→ What this task involves:
Please retype the records below exactly as they stand.

(Point localization data)
────────────────────────────────────────

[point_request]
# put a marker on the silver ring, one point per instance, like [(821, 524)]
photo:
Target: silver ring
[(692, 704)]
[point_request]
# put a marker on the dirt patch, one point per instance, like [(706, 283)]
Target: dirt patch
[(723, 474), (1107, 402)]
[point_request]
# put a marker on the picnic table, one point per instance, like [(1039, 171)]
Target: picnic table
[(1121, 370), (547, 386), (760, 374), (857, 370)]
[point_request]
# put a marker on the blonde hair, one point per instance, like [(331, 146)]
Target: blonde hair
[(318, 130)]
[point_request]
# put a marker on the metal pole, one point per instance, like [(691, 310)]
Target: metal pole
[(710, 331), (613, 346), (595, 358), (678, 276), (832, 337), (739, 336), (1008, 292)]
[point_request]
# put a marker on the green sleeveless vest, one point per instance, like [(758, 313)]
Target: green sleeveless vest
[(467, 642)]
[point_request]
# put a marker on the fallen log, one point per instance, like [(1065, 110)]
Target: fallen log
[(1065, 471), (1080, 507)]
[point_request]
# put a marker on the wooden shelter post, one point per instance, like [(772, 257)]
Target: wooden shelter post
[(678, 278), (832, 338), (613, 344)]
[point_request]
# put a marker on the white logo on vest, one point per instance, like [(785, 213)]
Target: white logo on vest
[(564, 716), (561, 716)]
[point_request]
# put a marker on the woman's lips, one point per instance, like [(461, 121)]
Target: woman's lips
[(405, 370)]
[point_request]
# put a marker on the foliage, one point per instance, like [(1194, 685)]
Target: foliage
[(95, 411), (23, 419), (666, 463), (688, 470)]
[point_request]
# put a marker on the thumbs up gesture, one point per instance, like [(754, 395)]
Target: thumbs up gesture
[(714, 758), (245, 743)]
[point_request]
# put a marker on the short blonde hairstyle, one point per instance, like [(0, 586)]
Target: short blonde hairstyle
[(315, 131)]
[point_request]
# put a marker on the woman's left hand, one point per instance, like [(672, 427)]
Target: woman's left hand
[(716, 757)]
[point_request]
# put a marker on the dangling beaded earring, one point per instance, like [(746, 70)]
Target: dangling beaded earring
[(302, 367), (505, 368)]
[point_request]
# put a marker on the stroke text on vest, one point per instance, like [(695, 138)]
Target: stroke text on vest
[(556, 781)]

────────────────────────────────────────

→ Answer:
[point_request]
# put a marker on the silver ring, one point per instance, like [(821, 524)]
photo:
Target: silver ring
[(692, 704)]
[point_request]
# put a marker on the dirt patch, one point per instance, like [(706, 283)]
Target: dirt patch
[(723, 474), (1107, 402)]
[point_request]
# put a marker on the picnic table, one point per instance, like [(1039, 171)]
Target: picnic table
[(1121, 370), (547, 386), (760, 374), (857, 370)]
[point_request]
# put a marker on the blonde hair, one point per instance, like [(331, 146)]
Target: blonde hair
[(318, 130)]
[point_request]
# put a marker on the metal pole, one point per instance, like [(691, 310)]
Target: metal pole
[(710, 331), (613, 346), (595, 358), (678, 276), (832, 337), (739, 336), (1008, 292)]
[point_request]
# put a marker on the green sleeveless vest, one point per instance, like [(758, 313)]
Target: green sleeveless vest
[(467, 642)]
[point_request]
# put a marker on the fallen log, one point per instance, like [(1065, 110)]
Target: fallen log
[(1065, 471), (1080, 507)]
[point_request]
# put a marker on the wooden shelter post, one point per instance, like [(772, 257)]
Target: wooden shelter post
[(678, 278), (832, 338), (613, 344)]
[point_request]
# put a marker on the white logo on vest, one point per instance, like [(785, 213)]
Target: white logo on vest
[(564, 716), (561, 716)]
[point_request]
# put a marker on the woman's lips, one point per instance, like [(461, 121)]
Target: woman's lips
[(405, 370)]
[point_request]
# put a marker on the foliage, one point per instance, like [(1194, 685)]
Target: foliage
[(95, 411), (23, 419), (666, 463), (688, 470)]
[point_request]
# put a marker on the thumbs up gesture, one point per instance, like [(754, 395)]
Target: thumbs up gesture
[(714, 758), (245, 743)]
[point_request]
# put a marker on the short blonde hairstyle, one point per instance, like [(0, 586)]
Target: short blonde hairstyle
[(315, 131)]
[point_request]
# put a marker on the woman's left hand, one point per instance, like [(672, 427)]
Target: woman's left hand
[(716, 757)]
[point_request]
# put a marker on the dangling beaded earring, one point per instance, like [(746, 70)]
Target: dangling beaded earring
[(302, 367), (505, 368)]
[point_request]
# put a marker on the stroke text on vest, one point per instance, like [(695, 138)]
Target: stroke text on vest
[(556, 781)]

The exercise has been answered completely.